About this exercise:
Return, exactly and in full, the lines of the records below starting at the one with "Target: green leaf" and ending at the one with "Annotate the terracotta", and no other lines.
Data extract: Begin
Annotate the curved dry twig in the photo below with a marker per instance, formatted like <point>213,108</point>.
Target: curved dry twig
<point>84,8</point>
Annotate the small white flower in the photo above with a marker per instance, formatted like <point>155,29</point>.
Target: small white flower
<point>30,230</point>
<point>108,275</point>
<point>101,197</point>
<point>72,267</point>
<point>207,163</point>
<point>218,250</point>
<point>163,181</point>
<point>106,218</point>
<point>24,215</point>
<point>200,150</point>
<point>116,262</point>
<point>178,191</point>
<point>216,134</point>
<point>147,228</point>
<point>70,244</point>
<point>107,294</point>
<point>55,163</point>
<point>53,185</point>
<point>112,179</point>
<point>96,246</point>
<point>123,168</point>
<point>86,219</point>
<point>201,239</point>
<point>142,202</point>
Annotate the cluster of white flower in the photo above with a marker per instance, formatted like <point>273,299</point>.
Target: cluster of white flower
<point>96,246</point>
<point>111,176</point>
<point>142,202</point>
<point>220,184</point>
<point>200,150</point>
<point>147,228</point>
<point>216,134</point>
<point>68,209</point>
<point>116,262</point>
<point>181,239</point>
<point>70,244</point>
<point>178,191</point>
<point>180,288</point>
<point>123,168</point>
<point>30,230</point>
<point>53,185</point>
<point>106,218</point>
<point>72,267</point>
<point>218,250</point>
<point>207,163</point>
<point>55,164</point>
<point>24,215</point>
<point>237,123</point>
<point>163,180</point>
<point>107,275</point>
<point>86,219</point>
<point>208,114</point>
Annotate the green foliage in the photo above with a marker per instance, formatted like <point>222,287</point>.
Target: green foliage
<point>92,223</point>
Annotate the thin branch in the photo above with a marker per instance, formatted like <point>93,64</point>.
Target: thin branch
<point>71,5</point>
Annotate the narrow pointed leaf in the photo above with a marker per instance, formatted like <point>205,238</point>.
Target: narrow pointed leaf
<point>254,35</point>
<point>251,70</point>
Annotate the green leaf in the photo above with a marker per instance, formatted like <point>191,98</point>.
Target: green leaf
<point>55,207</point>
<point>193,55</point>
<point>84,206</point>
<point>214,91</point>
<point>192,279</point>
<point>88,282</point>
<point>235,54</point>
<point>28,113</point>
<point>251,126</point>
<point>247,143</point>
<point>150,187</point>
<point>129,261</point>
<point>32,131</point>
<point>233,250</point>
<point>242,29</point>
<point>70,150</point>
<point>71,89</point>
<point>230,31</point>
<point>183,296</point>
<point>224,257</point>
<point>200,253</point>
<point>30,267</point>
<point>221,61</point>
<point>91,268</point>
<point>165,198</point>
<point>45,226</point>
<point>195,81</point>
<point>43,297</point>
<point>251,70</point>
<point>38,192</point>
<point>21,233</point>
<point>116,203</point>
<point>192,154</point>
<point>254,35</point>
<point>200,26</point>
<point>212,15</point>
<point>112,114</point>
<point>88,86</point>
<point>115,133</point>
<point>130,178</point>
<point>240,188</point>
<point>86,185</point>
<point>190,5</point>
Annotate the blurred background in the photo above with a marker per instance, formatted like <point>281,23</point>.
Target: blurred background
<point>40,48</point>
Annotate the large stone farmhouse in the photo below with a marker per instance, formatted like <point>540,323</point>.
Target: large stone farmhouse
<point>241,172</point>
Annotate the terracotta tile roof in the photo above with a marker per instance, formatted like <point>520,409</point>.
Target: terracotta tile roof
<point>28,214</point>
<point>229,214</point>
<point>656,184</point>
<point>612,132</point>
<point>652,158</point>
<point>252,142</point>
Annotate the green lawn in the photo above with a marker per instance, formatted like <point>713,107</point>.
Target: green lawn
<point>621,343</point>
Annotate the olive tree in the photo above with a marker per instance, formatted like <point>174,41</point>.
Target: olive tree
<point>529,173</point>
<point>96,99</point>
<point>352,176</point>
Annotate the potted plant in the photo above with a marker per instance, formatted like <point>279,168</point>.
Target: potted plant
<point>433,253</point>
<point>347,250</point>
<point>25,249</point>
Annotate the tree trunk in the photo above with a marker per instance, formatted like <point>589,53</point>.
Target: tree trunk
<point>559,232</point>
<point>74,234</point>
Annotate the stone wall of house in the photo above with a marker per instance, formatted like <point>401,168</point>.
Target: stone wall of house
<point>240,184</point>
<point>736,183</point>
Data extract: End
Response to the task:
Target: green leaf
<point>55,207</point>
<point>193,55</point>
<point>84,206</point>
<point>214,91</point>
<point>192,279</point>
<point>88,282</point>
<point>235,54</point>
<point>28,113</point>
<point>251,126</point>
<point>247,143</point>
<point>150,187</point>
<point>129,261</point>
<point>32,131</point>
<point>233,250</point>
<point>242,29</point>
<point>70,150</point>
<point>71,89</point>
<point>230,31</point>
<point>183,296</point>
<point>224,257</point>
<point>200,253</point>
<point>30,267</point>
<point>221,61</point>
<point>91,268</point>
<point>165,198</point>
<point>45,226</point>
<point>195,81</point>
<point>43,297</point>
<point>251,70</point>
<point>38,192</point>
<point>21,233</point>
<point>116,203</point>
<point>192,154</point>
<point>254,35</point>
<point>200,26</point>
<point>212,15</point>
<point>112,114</point>
<point>88,86</point>
<point>115,133</point>
<point>130,178</point>
<point>240,188</point>
<point>86,185</point>
<point>190,5</point>
Annotate the blurred background in the photo above with a marker per instance, formatted like <point>281,23</point>.
Target: blurred background
<point>40,48</point>
Annotate the large stone farmhouse in the photo below with a marker per instance, formatted like <point>540,323</point>.
Target: large stone farmhouse
<point>241,172</point>
Annotate the terracotta tile roof in the photo above with a marker per instance, formatted like <point>520,409</point>.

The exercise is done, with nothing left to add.